- **What this task involves**:
Copy the items from the first line down to the line containing "[235,97,270,152]", keeping the requests unchanged. Shift every box coordinate by -9.

Bounding-box records:
-- -- --

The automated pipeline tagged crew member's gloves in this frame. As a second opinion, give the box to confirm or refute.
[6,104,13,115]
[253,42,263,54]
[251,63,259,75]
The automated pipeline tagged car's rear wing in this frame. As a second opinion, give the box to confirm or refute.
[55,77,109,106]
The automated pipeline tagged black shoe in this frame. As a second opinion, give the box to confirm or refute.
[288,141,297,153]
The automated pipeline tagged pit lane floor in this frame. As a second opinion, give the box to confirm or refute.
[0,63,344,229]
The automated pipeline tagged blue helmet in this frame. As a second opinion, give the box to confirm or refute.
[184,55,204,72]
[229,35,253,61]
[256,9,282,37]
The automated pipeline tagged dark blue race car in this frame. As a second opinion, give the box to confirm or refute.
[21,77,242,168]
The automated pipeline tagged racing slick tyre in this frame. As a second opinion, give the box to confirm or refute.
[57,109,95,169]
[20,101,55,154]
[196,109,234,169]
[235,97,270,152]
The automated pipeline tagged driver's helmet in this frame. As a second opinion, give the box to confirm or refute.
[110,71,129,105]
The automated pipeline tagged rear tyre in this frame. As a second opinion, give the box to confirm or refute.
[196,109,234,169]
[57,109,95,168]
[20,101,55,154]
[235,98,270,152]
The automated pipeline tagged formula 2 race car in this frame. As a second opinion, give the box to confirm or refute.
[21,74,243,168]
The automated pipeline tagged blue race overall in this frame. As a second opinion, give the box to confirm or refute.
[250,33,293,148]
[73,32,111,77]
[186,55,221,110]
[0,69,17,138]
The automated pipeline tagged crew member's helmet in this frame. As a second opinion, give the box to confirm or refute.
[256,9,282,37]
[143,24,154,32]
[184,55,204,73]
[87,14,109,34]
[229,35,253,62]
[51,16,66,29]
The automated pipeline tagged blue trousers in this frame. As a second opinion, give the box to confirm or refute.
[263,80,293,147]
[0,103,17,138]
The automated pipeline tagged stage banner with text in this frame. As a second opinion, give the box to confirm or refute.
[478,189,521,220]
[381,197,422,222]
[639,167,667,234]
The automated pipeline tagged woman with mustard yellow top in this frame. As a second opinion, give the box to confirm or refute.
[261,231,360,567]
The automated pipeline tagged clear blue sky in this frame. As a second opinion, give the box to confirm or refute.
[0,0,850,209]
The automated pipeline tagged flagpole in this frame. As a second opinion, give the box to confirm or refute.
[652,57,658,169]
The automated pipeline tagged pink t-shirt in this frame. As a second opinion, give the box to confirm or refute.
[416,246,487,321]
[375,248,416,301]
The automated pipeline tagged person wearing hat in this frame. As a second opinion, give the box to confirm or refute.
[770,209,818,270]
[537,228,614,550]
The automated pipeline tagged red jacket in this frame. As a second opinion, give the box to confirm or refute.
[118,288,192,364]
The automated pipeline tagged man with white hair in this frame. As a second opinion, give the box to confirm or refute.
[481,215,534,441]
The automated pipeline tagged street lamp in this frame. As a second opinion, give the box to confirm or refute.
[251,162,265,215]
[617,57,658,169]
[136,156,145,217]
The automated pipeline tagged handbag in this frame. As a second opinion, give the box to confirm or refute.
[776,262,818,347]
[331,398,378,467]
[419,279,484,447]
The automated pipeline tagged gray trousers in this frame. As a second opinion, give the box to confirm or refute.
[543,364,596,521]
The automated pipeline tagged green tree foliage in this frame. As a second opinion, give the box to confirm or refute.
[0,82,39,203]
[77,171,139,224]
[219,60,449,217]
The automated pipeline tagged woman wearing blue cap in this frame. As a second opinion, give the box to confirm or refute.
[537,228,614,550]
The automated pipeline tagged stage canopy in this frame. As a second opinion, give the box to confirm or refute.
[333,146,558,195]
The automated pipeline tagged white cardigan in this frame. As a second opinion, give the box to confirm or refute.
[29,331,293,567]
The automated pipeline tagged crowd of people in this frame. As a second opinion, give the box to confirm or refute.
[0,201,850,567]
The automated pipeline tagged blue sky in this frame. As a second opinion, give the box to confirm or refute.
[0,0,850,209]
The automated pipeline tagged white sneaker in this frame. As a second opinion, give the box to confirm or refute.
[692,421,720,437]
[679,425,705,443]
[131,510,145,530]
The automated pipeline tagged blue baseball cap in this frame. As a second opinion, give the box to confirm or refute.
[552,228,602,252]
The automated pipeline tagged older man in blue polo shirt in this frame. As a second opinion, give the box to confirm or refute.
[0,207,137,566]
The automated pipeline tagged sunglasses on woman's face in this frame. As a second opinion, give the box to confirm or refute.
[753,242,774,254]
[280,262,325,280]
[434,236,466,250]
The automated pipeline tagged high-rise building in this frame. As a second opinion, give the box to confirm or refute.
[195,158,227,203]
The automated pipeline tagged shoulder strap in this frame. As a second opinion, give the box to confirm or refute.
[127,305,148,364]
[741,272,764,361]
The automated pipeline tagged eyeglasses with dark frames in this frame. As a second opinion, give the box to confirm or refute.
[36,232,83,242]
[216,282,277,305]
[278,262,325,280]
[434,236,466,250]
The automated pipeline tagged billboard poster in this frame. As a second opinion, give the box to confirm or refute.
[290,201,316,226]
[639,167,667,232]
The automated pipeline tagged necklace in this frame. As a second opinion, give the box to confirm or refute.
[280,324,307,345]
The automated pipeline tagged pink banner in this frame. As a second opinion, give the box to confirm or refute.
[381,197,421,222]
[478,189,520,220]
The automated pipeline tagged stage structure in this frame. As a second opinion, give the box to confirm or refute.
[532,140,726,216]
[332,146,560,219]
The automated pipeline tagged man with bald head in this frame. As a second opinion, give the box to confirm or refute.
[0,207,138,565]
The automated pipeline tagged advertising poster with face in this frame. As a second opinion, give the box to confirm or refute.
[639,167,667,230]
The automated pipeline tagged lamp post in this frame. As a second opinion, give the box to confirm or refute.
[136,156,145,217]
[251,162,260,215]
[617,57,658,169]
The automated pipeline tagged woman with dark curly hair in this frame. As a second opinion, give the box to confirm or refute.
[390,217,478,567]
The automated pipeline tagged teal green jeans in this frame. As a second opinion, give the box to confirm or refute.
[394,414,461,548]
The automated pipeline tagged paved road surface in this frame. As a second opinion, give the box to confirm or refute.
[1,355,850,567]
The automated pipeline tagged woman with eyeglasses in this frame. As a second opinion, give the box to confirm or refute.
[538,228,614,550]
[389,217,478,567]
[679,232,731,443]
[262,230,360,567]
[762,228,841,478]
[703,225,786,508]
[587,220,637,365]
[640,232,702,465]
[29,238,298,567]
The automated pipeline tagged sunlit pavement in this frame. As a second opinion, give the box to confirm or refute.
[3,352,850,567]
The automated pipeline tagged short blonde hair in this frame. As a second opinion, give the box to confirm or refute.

-- -- --

- **Task solution**:
The automated pipeline tagged crew member's gloves in this frame. As a second opinion, give the box to confirm or refute.
[-3,95,4,106]
[244,33,254,45]
[242,54,250,66]
The automated pipeline tagged car's rear wing in this frame. As a second opinion, give the box to confirm or refute.
[46,68,100,97]
The automated pipeline tagged black shoe in this frame. As a second opinion, give the box to confirm or refute.
[279,132,288,144]
The automated pipeline tagged pit lane floor in this frame. As a second opinion, give the box to confirm or refute.
[-9,54,335,220]
The automated pipeline tagged blue helmet in this frame. As a second opinion, give the box to confirm or refute.
[175,46,195,63]
[220,26,244,52]
[247,0,273,28]
The automated pipeline tagged dark blue race car in this frame. As a second opinion, give the box to confirm or refute.
[12,68,233,159]
The automated pipeline tagged racing slick tyre in this frame. As a second opinion, give the box to confirm or refute.
[48,100,86,160]
[11,92,46,145]
[187,100,225,160]
[226,88,261,143]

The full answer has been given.